Wykonaj zadania —
(a) Odpowiedz krótko na podstawie fragmentu strony:
(i) Ile zębów stracił Patrick Battiston?
(ii) Z jakiego powodu Zbigniew Boniek nie zagrał z Włochami 8 lipca 1982 r.?
(iii) O której godzinie zaczął się mecz RFN z Francją w Sewilli?
(b) Przerób akapit fragmentu strony zaczynający się od słów „40 lat mija” na krótką listę punktów z najważniejszymi faktami.
(c) Przepisz słowo w słowo tę część fragmentu strony, która zaczyna się od słów zawierających „40 lat mija”, a kończy na „rzecz uspokojenia sytuacji.”.

Fragment strony —
_ _ _
A A+ A++

40 lat mija od półfinału mistrzostw świata w Sewilli. Mecz Francji z RFN miał wszystko. Piękne bramki, dramaturgię, pierwszą w historii mundiali serię rzutów karnych i skandal sędziowski. Niemiecki bramkarz sfaulował Francuza Patricka Battistona, Michel Platini myślał, że jego kolega nie żyje, Francuz stracił 3 zęby, złamał 3 żebra, a każda drużyna zdobyła po 3 gole. Po tym faulu, bramkarza RFN Haralda Schumachera porównywano do Hitlera. Kanclerz Schmidt i prezydent Mitterrand wydali wspólnie komunikat na rzecz uspokojenia sytuacji.

W utworze “Tajemnica mundialu” Bohdan Łazuka śpiewał “Uliczkę znam w Barcelonie – w uliczkę wyskoczy Boniek!”. Tego dnia, 8 lipca 1982 r., Zbigniew Boniek nie wyskoczył w uliczkę na stadionie Camp Nou, ponieważ pauzował za kartki. Włochy dość gładko pokonały Polskę 2-0 (czemu, och czemu trener Antoni Piechniczek pod nieobecność Bońka nie wystawił Andrzeja Szarmacha, którego bała się Squada Azzurra?). Italia była w finale hiszpańskiego mundialu, jej rywala miał wyłonić wieczorny mecz RFN z Francją. Spotkanie rozegrano na stadionie Ramon Sanchez Pizjuan w Sewilli o godz. 21, temperatura była wciąż wysoka, około 33 stopni. A miała stać się jeszcze wyższa. Nie ma co kryć, sympatia piłkarskiego świata była po stronie Francji. “Koguty” miały fantastyczną, kreatywną drugą linię, czwórkę muszkieterów w składzie: Michel Platini – Jean Tigana – Alain Giresse – Bernard Genghini. To był kwartet smyczkowy, właściwie czterech do grania na fortepianie. Brian Glanville w swojej “Historii Mistrzostw Świata” pisze o “4 artystach, żadnego twardziela, który robiłby wślizgi”.
_ _ _
Podane pozycje —
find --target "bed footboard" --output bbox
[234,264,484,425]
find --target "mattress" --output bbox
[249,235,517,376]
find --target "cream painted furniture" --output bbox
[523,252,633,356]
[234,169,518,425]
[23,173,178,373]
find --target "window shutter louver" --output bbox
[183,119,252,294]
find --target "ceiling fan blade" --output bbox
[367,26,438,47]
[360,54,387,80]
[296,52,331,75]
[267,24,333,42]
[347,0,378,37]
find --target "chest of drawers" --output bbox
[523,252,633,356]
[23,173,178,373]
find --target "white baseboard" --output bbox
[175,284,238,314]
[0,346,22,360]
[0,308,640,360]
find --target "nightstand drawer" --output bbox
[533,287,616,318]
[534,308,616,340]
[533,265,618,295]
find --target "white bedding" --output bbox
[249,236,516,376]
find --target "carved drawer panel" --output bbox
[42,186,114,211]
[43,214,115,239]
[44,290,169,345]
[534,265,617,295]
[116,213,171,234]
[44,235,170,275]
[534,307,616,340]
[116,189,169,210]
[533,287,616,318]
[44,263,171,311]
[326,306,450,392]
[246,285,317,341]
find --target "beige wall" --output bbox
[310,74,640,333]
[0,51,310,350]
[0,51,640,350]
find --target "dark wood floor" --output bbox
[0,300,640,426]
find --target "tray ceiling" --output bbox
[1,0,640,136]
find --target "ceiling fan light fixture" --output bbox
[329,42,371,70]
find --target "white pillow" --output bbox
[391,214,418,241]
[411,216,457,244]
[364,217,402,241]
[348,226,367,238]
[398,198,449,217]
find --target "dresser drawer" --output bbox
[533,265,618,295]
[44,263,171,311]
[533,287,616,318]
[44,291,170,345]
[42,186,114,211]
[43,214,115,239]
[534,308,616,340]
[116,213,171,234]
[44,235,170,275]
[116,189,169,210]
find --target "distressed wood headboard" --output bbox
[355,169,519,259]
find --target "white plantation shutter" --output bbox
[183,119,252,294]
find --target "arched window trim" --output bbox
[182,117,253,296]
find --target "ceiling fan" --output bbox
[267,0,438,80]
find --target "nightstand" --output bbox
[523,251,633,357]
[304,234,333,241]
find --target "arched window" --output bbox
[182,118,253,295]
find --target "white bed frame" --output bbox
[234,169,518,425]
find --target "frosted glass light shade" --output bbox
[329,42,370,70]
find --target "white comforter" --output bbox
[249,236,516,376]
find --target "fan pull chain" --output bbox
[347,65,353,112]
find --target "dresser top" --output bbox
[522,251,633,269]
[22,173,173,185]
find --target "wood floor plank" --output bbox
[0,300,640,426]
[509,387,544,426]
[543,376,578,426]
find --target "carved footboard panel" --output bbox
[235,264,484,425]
_ _ _
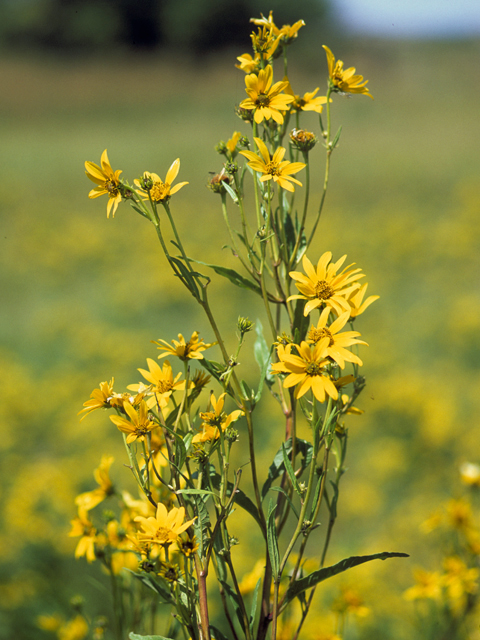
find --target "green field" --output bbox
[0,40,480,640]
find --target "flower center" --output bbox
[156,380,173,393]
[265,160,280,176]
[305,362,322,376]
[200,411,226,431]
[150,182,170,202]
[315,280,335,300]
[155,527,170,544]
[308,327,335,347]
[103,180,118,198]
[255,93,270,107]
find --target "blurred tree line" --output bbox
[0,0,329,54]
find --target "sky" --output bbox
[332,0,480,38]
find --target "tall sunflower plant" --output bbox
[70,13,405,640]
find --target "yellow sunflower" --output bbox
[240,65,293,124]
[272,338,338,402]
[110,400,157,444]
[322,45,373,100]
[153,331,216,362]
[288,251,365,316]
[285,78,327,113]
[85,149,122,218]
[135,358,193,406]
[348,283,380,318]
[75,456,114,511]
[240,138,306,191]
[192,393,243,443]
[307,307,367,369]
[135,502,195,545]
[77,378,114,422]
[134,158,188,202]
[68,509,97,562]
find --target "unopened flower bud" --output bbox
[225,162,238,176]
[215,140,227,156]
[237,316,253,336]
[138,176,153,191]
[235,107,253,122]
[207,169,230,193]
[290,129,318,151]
_ _ _
Oczekiwane odpowiedzi —
(a)
(i) 3 zęby.
(ii) Pauzował za kartki.
(iii) O godz. 21.

(b)
- Mija 40 lat od półfinału mistrzostw świata w Sewilli, w którym zagrały Francja i RFN.
- Mecz miał piękne bramki, dramaturgię, pierwszą w historii mundiali serię rzutów karnych i skandal sędziowski.
- Bramkarz RFN Harald Schumacher sfaulował Patricka Battistona. Francuz stracił 3 zęby i złamał 3 żebra, a Michel Platini myślał, że jego kolega nie żyje.
- Obie drużyny strzeliły po 3 gole.
- Po tym faulu Schumachera porównywano do Hitlera.
- Kanclerz Schmidt i prezydent Mitterrand wydali wspólny komunikat, żeby uspokoić sytuację.

(c)
40 lat mija od półfinału mistrzostw świata w Sewilli. Mecz Francji z RFN miał wszystko. Piękne bramki, dramaturgię, pierwszą w historii mundiali serię rzutów karnych i skandal sędziowski. Niemiecki bramkarz sfaulował Francuza Patricka Battistona, Michel Platini myślał, że jego kolega nie żyje, Francuz stracił 3 zęby, złamał 3 żebra, a każda drużyna zdobyła po 3 gole. Po tym faulu, bramkarza RFN Haralda Schumachera porównywano do Hitlera. Kanclerz Schmidt i prezydent Mitterrand wydali wspólnie komunikat na rzecz uspokojenia sytuacji.